-- Opening Marker --

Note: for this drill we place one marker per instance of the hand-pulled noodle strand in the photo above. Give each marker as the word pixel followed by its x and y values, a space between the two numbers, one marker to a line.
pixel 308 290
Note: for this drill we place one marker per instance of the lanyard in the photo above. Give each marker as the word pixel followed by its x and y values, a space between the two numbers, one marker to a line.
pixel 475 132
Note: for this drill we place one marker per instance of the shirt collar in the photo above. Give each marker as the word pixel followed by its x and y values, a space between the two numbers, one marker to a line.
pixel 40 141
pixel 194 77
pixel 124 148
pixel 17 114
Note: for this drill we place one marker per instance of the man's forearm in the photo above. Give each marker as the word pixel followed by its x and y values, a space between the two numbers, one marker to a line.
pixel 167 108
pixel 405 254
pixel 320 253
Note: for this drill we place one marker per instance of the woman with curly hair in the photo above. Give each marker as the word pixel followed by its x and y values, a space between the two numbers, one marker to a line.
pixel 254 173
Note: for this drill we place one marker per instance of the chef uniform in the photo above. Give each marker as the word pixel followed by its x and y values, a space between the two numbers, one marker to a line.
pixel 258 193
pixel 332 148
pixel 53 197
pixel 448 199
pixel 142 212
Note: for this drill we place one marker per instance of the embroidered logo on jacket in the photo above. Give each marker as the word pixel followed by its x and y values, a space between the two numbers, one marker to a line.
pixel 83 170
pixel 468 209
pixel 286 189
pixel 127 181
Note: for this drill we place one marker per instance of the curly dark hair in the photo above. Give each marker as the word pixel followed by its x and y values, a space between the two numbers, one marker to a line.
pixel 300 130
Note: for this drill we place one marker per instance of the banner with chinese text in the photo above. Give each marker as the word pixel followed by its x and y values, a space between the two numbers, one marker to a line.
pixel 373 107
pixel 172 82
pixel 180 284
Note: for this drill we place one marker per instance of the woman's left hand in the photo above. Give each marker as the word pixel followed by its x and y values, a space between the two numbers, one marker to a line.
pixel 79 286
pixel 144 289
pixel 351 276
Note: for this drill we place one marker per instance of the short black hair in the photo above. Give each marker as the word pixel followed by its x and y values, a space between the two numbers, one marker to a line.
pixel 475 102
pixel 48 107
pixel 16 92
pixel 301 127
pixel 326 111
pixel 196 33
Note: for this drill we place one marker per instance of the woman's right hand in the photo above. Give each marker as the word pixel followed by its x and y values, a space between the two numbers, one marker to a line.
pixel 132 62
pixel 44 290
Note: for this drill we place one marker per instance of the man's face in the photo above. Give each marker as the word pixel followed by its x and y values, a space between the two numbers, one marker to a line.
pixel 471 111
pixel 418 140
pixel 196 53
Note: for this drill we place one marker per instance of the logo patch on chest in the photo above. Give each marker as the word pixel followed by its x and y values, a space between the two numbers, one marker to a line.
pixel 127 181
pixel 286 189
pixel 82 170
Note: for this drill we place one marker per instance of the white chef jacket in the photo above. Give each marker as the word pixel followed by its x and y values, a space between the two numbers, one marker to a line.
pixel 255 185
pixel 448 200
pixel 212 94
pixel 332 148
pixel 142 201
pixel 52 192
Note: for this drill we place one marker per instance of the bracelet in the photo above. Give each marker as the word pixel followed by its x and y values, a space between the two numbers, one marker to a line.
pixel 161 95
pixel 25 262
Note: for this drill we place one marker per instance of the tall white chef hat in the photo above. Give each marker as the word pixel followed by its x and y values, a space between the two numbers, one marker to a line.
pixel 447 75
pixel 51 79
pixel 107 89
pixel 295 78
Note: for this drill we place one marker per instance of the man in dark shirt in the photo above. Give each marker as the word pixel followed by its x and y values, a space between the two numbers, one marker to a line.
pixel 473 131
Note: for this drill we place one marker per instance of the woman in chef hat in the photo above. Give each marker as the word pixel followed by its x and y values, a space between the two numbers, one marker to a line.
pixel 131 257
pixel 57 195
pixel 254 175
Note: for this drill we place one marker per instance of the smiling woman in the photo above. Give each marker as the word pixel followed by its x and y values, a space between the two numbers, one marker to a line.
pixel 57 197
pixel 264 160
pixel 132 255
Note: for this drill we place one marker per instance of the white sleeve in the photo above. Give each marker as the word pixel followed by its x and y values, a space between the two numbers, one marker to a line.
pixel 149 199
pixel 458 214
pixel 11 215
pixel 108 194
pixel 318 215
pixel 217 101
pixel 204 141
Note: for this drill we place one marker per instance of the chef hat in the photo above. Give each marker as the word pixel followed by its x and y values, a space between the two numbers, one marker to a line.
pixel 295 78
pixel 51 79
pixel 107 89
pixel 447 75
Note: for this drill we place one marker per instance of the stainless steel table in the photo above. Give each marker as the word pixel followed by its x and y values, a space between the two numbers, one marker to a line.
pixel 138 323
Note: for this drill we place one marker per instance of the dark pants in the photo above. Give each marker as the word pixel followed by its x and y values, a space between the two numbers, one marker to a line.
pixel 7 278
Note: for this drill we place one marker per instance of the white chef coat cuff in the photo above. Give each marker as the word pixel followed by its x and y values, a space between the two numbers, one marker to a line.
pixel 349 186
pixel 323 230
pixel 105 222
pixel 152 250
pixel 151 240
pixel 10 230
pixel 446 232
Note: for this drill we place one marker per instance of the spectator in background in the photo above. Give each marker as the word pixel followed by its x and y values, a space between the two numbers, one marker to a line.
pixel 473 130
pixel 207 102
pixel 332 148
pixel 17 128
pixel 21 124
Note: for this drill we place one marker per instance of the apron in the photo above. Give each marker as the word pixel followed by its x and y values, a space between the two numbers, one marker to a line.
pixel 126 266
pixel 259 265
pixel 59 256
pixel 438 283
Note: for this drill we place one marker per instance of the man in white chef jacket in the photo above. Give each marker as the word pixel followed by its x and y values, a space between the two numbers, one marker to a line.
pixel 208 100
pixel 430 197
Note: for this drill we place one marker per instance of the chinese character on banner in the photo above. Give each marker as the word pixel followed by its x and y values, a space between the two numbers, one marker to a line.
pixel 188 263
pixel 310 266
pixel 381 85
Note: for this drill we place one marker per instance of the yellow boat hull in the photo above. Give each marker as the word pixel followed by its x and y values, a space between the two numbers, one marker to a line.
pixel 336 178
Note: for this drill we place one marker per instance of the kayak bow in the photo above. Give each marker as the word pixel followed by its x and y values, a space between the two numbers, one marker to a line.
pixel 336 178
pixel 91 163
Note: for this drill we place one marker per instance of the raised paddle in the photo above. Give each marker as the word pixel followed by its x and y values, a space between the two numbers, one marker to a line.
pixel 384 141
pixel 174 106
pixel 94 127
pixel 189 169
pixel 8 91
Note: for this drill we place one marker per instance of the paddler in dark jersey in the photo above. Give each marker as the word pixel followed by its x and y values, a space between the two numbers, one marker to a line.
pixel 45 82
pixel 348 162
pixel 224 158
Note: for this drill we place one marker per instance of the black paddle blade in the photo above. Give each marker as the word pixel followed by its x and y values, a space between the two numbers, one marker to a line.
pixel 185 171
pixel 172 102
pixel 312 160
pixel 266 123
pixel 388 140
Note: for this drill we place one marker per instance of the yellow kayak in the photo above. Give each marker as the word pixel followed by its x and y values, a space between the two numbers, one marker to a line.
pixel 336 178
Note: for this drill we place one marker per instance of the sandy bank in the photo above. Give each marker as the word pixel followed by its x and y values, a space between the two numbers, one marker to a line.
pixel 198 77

-- Closing Marker --

* [HOW TO COMPLETE THIS TASK]
Provide a verbatim reproduction of all the records.

* [REPLY TO THE TASK]
Note: for this drill we place one marker per instance of the hand-pulled noodle strand in the photo above. Give each marker as the word pixel followed by its x and y values, a space between the two numbers, one marker to a line.
pixel 308 290
Note: for this drill we place one marker per instance of the lanyard in the photo above. Give each marker as the word pixel followed by its x and y values, a space between the two numbers, one marker to a line.
pixel 475 132
Note: for this drill we place one marker per instance of the shirt collar in the photo above. Give each marker as the word pixel followed by its x and y values, a space between the two numbers, one marker to a line.
pixel 40 141
pixel 194 77
pixel 124 148
pixel 17 114
Note: for this drill we place one marker per instance of the man's forearm in the photo above. Give each marker as the word pixel followed by its x and y values, a space between the two numbers, one marker to a line.
pixel 167 108
pixel 405 254
pixel 320 253
Note: for this drill we place one marker per instance of the woman with curly hair in the photo above. Give each marker as the word pixel followed by its x and y values, a space between the two numbers, one marker to a line.
pixel 254 173
Note: for this drill we place one marker per instance of the chef uniform in the photo above. Give each marker as the word pixel followed by its x and y values, a space between the two numbers, one marker to a line.
pixel 258 193
pixel 332 148
pixel 53 197
pixel 448 199
pixel 142 212
Note: for this drill we place one marker per instance of the embroidered logo on jacket in the photo above. Give each marker as the word pixel followed by its x and y values, a space between the two numbers, one marker to a line.
pixel 83 170
pixel 468 209
pixel 286 189
pixel 127 181
Note: for this drill we place one marker per instance of the curly dark hair in the photo above. Give each marker as the word pixel followed by its x and y values, a space between the two numbers, one marker to a line.
pixel 300 130
Note: for this drill we place one marker per instance of the banner with chinese text in the photo above. Give each marker as the word pixel followed by its x and y values, a space between the two numbers, one marker to a line.
pixel 373 107
pixel 172 82
pixel 180 284
Note: for this drill we place one marker per instance of the woman's left hand in the photo above. Give each marker as the word pixel followed by its x and y values, a space between the two numbers, one marker to a line.
pixel 79 286
pixel 144 289
pixel 351 276
Note: for this drill we place one marker per instance of the short black hair in the photo above. Give each marker as the word pixel followed by its x and y values, a space between the two numbers, one marker to a line.
pixel 475 102
pixel 48 107
pixel 16 92
pixel 301 127
pixel 326 111
pixel 196 33
Note: for this drill we place one marker per instance of the woman's right hand in the photo above. Give each marker as the word pixel followed by its x and y values, a space between the two numbers, one marker to a line.
pixel 132 62
pixel 44 290
Note: for this drill we place one marker per instance of the man's face in the photo above. Give each marker as the word pixel followed by its x and y values, a space between the two numbers, one marker to a line.
pixel 471 111
pixel 418 140
pixel 196 53
Note: for this drill we place one marker per instance of the logo patch on chest in the photo above. Give each marker as the word pixel followed by its x and y values, a space between the two numbers, one marker to a line.
pixel 127 181
pixel 286 189
pixel 82 170
Note: for this drill we place one marker per instance of the white chef jacket in the photo above. Give each marker as the word pixel followed by its x and y values, a space between the two numbers, one marker to a line.
pixel 255 185
pixel 448 200
pixel 212 94
pixel 332 148
pixel 142 201
pixel 52 192
Note: for this drill we place one marker per instance of the bracelet in the photo above. Give each marker as the word pixel followed by its x and y values, a space between the two numbers, one marker to a line.
pixel 161 95
pixel 25 262
Note: for this drill we place one marker per instance of the tall white chef hat in the photo above. Give each marker as the word pixel followed by its x and y values, a space between the two numbers, one marker to a line.
pixel 447 75
pixel 51 79
pixel 107 89
pixel 295 78
Note: for this drill we place one marker per instance of the man in dark shirt in the photo above. Give each marker as the word pixel followed by its x and y values, a space between the two numbers, one marker to a line.
pixel 473 131
Note: for this drill we place one marker per instance of the woman in chef hat in the photo above. Give each marker as the word pixel followed by its x and y values, a space between the two numbers, one marker to a line.
pixel 131 257
pixel 57 195
pixel 254 175
Note: for this drill we place one marker per instance of the smiling woman in the photo above. Give each marker as the word pixel followed by its x and y values, a space between the two numbers, one marker to a line.
pixel 57 197
pixel 264 160
pixel 132 255
Note: for this drill we place one marker per instance of the white sleeve in the photo above. Give each marker as the word pixel followed by its x and y values, a space between the two numbers, one marker to a line.
pixel 149 199
pixel 458 214
pixel 11 215
pixel 108 194
pixel 318 215
pixel 217 101
pixel 204 141
Note: for this drill we place one marker per instance of the chef hat in the photo above. Give each marker as the word pixel followed by its x and y values, a space between the two numbers, one marker to a line.
pixel 295 78
pixel 51 79
pixel 107 89
pixel 447 75
Note: for this drill we place one marker per instance of the stainless steel table in the photo above. Give each marker as the word pixel followed by its x and y values, a space between the two numbers, one marker to a line.
pixel 138 323
Note: for this drill we place one marker per instance of the dark pants in the photo above. Give each marker as the word pixel followed by its x and y values, a space between the two numbers, one marker to a line.
pixel 7 278
Note: for this drill we place one marker per instance of the white chef coat cuff in the photo above. Give each marker as the word pixel followed by its x and y values, a space between the two numbers, one marker to a line.
pixel 349 186
pixel 323 230
pixel 105 222
pixel 152 250
pixel 151 240
pixel 10 230
pixel 446 232
Note: for this drill we place one marker per instance of the spectator in background in the photo above. Give each marker as the word pixel followed by its x and y values, a space between the two numbers, one marker to a line.
pixel 473 130
pixel 207 102
pixel 332 148
pixel 17 128
pixel 21 124
Note: for this drill we place one marker per instance of the apron in the photo above. Give each marker as the word pixel followed by its x and y values, a space between the two numbers, one marker to a line.
pixel 126 266
pixel 259 265
pixel 59 256
pixel 438 283
Note: for this drill we place one marker per instance of the man in white chef jacket in the photo above. Give each marker as the word pixel followed by its x and y values, a space between the two numbers, one marker to a line.
pixel 208 100
pixel 430 197
Note: for this drill we place one marker per instance of the chinese character on banner in the photo above. Give each marker as the word pixel followed by its x and y values, a space between the two numbers, one marker to a line.
pixel 188 263
pixel 310 266
pixel 381 85
Note: for this drill we place one marker per instance of the yellow boat hull in the photo above. Give each marker as the word pixel followed by its x and y values, a space between the two numbers, one marker to a line.
pixel 336 178
Note: for this drill we place one marker per instance of the kayak bow in the photo above. Give each marker as the word pixel followed by its x and y values, a space between the two numbers, one marker to a line.
pixel 336 178
pixel 91 163
Note: for this drill we place one marker per instance of the raised paddle in the photo above. Give each marker as the word pixel followed by its x and y values, a space between the two numbers, one marker to a line.
pixel 384 141
pixel 174 106
pixel 94 127
pixel 189 169
pixel 8 91
Note: for this drill we place one marker per instance of the paddler in dark jersey in the photo above. Give each marker as the word pixel followed by its x and y values, a space between the two numbers, one marker to a line.
pixel 45 82
pixel 348 162
pixel 224 158
Note: for this drill we place one marker per instance of the black paddle blade in the photo above. Give each marker as the word pixel followed by its x and y values, a space between the two numbers, one marker to a line.
pixel 185 171
pixel 172 102
pixel 312 160
pixel 266 123
pixel 388 140
Note: for this drill we place one marker per instance of the yellow kayak in the photo above. Give each marker as the word pixel followed by its x and y values, a space between the two numbers, one marker to a line.
pixel 336 178
Note: for this drill we place one marker per instance of the sandy bank in the photo above. Give each marker as the word pixel followed by its x and y values, a space between the two numbers, one marker to a line.
pixel 198 77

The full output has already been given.